-- START Exercise inputs --

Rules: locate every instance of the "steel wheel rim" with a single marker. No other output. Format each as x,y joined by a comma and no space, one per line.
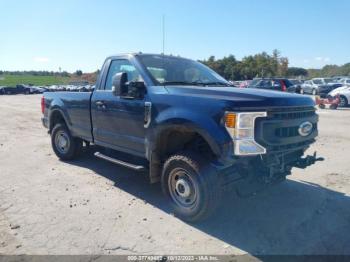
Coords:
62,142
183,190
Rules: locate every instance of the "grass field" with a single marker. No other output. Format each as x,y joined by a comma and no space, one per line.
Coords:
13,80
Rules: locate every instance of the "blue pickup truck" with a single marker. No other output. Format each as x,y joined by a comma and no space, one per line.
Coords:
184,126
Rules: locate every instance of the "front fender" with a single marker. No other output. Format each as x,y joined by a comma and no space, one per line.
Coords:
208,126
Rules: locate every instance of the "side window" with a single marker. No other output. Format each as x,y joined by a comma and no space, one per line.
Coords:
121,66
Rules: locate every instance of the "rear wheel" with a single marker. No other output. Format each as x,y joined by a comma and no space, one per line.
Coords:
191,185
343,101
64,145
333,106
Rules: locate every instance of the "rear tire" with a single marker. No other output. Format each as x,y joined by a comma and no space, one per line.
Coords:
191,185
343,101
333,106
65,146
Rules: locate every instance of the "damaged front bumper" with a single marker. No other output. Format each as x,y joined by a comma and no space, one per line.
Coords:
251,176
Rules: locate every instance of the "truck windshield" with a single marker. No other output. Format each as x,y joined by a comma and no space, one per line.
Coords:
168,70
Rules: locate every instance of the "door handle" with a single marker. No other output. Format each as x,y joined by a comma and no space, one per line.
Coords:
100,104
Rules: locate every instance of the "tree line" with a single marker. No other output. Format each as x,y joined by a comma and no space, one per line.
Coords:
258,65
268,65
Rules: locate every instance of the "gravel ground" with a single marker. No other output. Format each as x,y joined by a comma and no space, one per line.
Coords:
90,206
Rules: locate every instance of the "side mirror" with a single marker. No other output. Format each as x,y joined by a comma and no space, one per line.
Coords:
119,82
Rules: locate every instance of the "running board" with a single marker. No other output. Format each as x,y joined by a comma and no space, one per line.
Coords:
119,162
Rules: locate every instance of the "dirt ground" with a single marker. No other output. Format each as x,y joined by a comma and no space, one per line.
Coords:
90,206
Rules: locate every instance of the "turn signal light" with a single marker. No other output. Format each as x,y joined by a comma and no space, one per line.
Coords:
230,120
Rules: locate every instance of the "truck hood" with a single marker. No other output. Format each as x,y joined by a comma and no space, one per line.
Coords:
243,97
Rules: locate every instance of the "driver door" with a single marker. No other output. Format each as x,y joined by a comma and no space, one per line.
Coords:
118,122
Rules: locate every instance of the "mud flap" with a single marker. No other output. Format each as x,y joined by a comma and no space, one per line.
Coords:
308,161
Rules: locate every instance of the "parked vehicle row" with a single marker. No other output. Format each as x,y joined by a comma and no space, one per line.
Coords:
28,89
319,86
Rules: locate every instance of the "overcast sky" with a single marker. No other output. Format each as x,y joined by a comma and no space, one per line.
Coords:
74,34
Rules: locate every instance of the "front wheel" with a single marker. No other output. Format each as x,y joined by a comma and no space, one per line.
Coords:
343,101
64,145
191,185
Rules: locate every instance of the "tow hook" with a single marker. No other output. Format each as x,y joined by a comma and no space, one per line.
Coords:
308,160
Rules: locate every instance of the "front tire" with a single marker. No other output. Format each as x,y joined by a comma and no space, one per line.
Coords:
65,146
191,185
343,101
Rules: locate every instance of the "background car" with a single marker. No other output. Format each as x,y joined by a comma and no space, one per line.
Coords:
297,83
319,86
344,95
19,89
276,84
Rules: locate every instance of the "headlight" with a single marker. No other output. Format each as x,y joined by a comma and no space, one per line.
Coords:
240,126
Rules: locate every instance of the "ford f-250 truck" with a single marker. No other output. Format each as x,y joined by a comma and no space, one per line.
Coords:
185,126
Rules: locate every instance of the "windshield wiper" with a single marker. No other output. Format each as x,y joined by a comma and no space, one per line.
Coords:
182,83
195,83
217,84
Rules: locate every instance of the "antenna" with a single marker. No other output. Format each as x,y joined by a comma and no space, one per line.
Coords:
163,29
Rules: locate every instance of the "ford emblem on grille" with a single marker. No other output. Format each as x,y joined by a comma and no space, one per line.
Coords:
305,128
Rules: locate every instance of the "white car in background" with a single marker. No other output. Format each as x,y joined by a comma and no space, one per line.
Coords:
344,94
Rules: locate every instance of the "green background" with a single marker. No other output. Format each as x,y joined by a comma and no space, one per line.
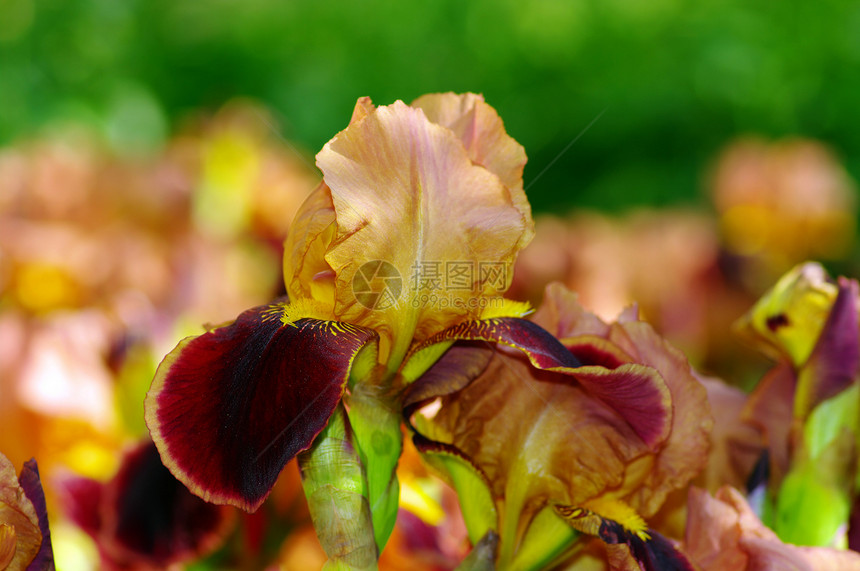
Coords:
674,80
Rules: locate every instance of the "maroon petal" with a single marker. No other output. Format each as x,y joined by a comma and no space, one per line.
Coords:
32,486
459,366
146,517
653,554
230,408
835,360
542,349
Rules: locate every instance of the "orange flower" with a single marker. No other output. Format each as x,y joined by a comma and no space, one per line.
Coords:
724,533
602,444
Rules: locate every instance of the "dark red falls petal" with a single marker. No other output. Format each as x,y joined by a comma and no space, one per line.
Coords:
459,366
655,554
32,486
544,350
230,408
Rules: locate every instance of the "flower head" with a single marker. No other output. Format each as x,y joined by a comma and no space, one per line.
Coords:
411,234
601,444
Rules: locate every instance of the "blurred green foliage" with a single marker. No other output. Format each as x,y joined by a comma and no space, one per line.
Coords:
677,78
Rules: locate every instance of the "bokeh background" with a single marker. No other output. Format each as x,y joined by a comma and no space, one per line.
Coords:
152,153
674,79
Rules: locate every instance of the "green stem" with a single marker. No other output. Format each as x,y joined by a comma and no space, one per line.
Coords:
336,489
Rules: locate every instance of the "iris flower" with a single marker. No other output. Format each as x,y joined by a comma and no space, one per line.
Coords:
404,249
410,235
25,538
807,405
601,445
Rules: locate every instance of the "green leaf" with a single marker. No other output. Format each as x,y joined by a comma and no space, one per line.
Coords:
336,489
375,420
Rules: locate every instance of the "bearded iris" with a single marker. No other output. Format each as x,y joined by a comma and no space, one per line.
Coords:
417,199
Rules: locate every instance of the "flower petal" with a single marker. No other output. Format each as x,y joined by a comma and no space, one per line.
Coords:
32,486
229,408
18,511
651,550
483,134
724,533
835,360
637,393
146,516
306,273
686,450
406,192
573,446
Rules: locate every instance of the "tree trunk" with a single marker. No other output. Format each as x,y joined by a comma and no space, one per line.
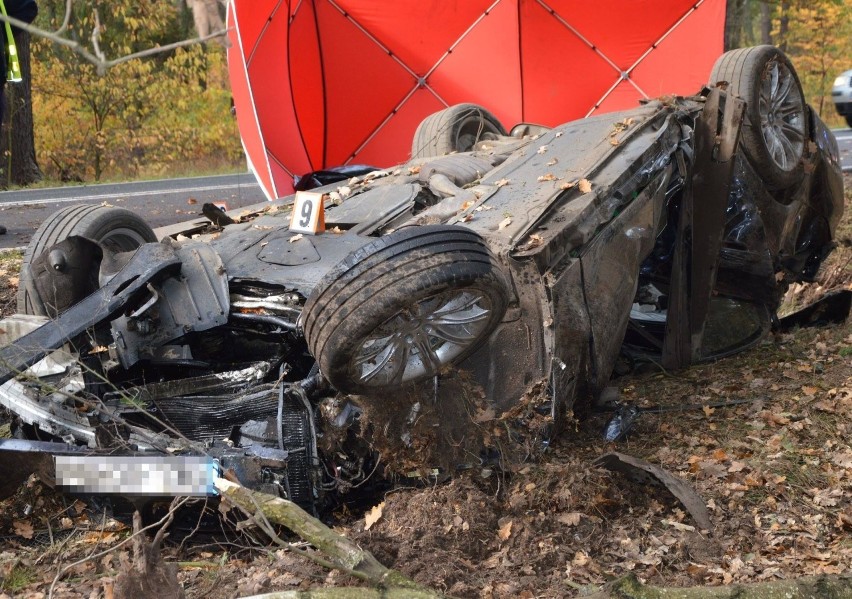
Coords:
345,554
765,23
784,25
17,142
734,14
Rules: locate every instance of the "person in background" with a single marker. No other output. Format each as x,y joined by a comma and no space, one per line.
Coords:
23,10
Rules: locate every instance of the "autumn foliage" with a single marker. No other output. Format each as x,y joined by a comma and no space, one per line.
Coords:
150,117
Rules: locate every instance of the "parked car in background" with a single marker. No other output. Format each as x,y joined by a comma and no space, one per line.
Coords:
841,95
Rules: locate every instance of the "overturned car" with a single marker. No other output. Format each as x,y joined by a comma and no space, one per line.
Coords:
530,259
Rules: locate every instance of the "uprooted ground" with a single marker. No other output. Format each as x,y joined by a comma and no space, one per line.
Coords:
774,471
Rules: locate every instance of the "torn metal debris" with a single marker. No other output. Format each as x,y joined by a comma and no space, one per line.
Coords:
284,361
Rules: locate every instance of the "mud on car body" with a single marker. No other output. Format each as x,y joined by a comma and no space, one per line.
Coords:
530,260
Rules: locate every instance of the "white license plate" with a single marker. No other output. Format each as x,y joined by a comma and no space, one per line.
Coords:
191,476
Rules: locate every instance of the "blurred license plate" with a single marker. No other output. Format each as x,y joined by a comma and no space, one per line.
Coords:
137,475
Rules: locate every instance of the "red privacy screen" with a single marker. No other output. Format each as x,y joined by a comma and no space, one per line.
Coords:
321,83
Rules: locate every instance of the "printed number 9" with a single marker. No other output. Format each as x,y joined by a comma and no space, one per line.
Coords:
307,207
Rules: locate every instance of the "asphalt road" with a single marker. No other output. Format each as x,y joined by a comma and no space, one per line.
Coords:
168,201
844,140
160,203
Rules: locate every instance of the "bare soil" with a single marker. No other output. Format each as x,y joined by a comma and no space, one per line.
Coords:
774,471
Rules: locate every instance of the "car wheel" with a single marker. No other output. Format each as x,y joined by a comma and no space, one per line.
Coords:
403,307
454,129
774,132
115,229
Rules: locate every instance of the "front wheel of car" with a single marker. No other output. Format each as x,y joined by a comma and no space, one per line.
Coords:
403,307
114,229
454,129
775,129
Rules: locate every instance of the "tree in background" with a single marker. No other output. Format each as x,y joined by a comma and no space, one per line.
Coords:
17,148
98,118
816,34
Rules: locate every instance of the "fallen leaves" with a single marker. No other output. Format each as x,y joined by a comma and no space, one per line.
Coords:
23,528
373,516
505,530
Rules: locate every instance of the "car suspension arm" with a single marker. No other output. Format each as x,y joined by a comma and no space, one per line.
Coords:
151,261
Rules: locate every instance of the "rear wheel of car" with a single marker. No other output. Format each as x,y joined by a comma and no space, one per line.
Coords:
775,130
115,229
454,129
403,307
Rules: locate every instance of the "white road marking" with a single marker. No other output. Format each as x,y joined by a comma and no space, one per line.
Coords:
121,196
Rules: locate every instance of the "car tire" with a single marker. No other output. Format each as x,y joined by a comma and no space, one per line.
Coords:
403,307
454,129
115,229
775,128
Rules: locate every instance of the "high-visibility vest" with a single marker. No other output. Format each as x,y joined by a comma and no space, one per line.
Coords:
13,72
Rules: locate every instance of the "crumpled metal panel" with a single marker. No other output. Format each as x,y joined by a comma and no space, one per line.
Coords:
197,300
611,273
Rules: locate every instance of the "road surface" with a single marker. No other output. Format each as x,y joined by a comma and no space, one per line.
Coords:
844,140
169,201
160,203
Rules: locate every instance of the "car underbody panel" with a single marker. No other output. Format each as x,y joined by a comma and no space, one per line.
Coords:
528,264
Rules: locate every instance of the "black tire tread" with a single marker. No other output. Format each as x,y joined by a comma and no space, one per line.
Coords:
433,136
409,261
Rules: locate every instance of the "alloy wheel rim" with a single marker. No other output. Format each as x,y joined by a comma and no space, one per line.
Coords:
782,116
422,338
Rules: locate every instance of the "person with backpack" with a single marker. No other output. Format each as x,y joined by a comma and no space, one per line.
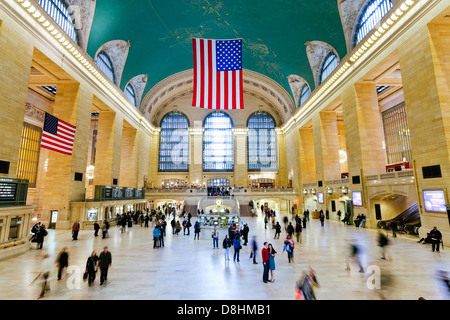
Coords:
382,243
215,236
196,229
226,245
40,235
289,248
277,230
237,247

-- END Exercise inputs --

Short task
Collect every line of the rows above that contains the string "ford", matching case exactly.

Solution to this task
Rules: locate every instance of the "ford f-250 truck" with a single marker. No other output. Format each as x,y joined by a comma and no space, one per line.
Rules: locate every instance of the "ford emblem on grille" with a single marker. No other output. Format each as x,y joined by a comma and no space, one per line.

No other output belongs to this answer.